REQUIREMENTS:
Copy the data from the line with "Query: autumn tree" up to and including the line with "Query: person paddling", swapping "photo" for "image" and leaving everything else unchanged. Omit the picture from your copy.

SUPPLIED DATA:
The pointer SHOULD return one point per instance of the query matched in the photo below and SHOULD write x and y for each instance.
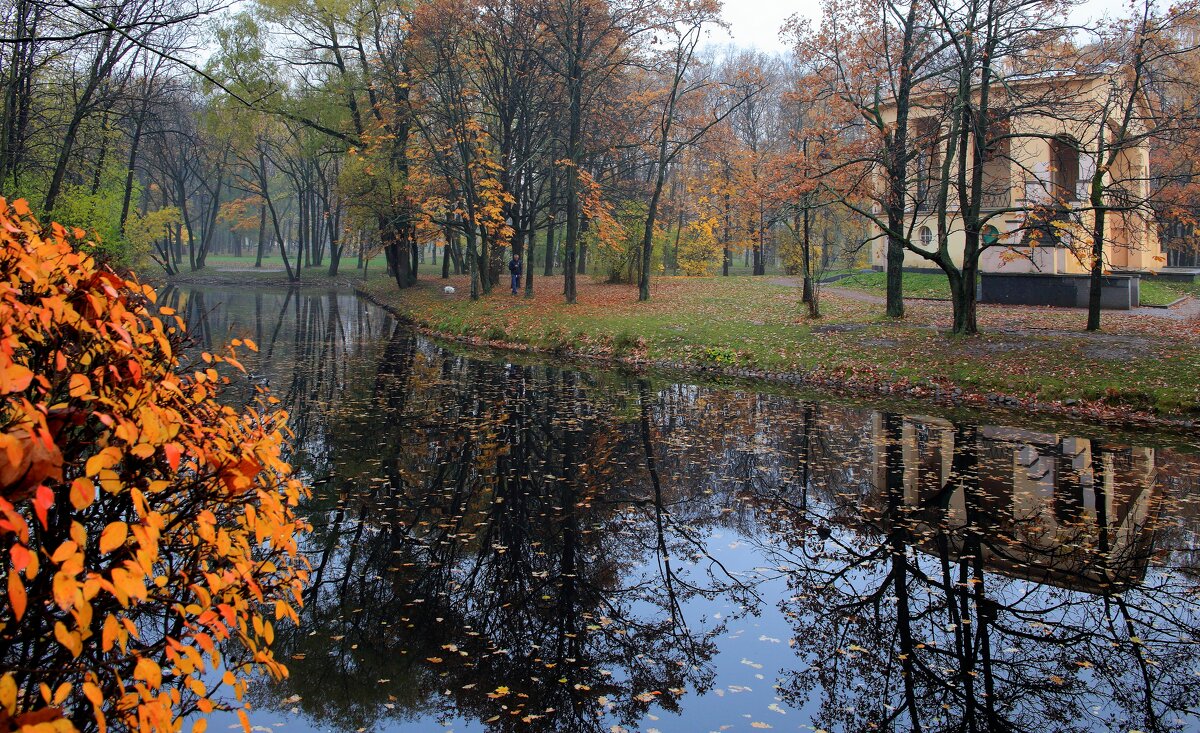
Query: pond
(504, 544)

...

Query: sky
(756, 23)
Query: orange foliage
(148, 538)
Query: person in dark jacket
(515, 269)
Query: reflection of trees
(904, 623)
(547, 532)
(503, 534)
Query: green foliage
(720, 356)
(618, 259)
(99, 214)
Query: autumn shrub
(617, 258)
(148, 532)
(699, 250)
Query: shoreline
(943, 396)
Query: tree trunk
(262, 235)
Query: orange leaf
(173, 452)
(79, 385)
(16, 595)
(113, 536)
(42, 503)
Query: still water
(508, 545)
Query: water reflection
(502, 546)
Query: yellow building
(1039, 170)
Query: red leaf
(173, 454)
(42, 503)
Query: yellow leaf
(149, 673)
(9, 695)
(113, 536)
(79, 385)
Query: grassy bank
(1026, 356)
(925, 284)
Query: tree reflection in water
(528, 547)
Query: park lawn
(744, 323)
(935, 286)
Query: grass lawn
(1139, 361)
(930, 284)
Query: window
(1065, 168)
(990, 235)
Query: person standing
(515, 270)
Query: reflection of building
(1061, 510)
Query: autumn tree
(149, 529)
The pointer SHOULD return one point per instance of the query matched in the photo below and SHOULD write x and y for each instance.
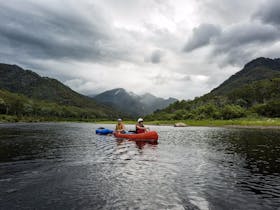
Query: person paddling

--

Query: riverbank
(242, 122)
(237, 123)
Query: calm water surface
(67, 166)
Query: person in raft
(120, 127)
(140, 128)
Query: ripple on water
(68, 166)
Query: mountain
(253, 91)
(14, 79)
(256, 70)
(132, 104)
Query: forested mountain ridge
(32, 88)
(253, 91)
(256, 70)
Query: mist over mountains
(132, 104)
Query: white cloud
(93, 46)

OUTPUT OF THE TASK:
Query: autumn tree
(149, 529)
The pointer SHOULD return one point per instance of the query matched in the image below and SHOULD write x and y for each instance.
Query: person paddling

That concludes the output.